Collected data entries

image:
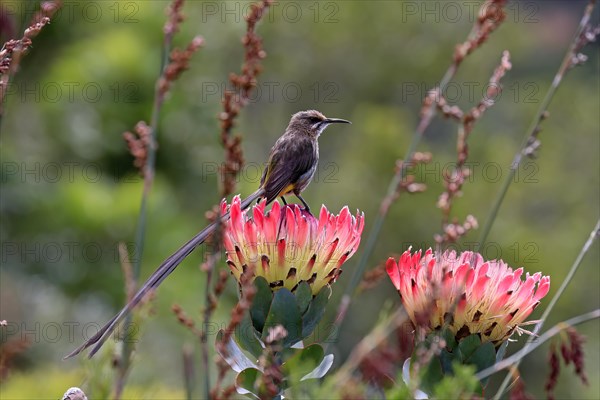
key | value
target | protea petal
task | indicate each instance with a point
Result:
(465, 293)
(288, 245)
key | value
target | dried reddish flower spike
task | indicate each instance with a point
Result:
(288, 245)
(465, 293)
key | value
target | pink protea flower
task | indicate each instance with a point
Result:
(288, 245)
(465, 293)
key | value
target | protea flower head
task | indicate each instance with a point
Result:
(288, 245)
(466, 294)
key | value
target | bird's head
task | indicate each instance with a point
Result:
(312, 122)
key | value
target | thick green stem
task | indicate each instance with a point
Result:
(532, 342)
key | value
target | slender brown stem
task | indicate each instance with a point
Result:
(490, 18)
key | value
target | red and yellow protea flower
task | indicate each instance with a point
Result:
(466, 294)
(288, 245)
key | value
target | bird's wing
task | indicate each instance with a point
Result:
(286, 167)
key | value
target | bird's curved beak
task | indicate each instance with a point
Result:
(337, 121)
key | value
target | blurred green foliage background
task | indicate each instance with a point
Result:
(69, 192)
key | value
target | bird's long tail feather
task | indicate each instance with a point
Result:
(164, 270)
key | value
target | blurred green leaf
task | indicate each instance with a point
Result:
(303, 362)
(303, 295)
(246, 382)
(247, 337)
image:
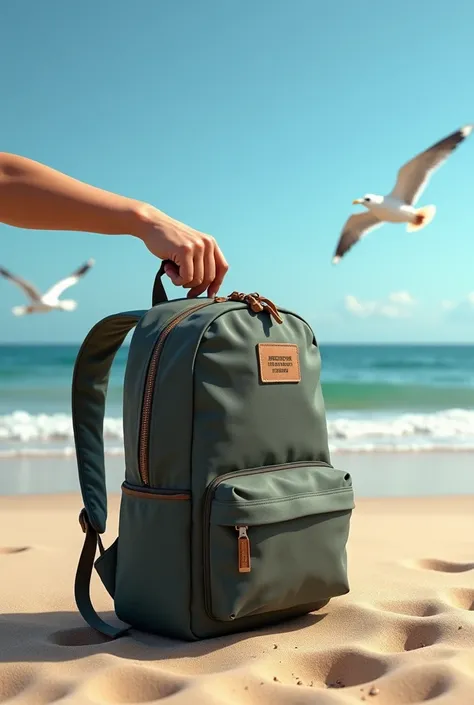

> What to produce
How many lines in the entries above contain the string "flower"? Case counts. Give only the number.

> Solution to the problem
4